--- Données fournies ---

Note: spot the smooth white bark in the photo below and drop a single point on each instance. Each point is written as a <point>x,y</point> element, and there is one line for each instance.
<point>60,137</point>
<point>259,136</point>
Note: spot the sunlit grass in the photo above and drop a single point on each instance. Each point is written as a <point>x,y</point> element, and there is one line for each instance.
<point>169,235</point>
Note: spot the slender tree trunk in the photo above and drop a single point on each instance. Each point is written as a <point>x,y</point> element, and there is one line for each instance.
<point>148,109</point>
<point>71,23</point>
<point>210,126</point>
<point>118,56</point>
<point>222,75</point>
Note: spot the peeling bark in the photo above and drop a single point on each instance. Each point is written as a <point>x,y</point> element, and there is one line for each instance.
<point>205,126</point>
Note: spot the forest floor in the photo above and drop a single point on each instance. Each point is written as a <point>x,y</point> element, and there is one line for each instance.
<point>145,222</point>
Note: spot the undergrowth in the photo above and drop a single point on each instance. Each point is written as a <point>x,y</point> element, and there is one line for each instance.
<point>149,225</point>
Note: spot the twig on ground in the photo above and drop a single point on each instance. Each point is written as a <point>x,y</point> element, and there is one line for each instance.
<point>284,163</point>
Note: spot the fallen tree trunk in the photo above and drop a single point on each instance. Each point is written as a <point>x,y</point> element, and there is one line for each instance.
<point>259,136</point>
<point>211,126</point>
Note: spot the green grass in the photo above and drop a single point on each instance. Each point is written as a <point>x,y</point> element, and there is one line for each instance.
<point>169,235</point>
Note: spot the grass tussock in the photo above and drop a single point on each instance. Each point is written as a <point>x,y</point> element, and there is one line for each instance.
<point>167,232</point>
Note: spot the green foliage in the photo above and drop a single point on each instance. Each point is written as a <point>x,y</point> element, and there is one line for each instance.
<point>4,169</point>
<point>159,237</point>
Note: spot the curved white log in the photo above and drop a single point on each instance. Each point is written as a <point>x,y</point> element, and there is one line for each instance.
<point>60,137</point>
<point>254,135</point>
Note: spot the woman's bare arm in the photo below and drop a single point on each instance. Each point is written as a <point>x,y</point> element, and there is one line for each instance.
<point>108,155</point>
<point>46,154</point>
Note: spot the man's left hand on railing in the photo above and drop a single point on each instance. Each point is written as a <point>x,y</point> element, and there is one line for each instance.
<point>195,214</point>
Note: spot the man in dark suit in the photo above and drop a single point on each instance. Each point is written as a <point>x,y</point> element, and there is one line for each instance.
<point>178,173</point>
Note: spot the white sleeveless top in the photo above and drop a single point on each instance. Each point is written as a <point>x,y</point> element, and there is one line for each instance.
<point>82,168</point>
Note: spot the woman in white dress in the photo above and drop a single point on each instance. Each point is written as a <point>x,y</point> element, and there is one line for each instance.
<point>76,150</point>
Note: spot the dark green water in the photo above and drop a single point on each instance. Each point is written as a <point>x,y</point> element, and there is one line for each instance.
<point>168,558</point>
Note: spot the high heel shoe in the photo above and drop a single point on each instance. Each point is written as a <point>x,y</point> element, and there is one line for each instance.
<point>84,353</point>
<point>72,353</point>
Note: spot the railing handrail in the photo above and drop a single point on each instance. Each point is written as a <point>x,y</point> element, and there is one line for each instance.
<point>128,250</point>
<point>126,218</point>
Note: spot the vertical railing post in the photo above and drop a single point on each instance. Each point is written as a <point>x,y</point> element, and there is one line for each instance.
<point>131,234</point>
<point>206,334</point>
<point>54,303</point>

---

Renomme « forest floor » en « woodland floor » dans les lignes allant de celle qui contient « Note: spot the peeling » jusqu'à celle qui contient « <point>145,222</point> », incluse. Recopie uniquement ces lignes, sans rien changer d'autre.

**Résultat**
Note: spot the peeling bark in the photo above and drop a single point on each instance. Each point is written as a <point>x,y</point> element, and there is one line for each instance.
<point>205,126</point>
Note: spot the woodland floor in the photo above and drop a single point on each instance. Each point is written as a <point>x,y</point> element, and there is one line for each instance.
<point>145,222</point>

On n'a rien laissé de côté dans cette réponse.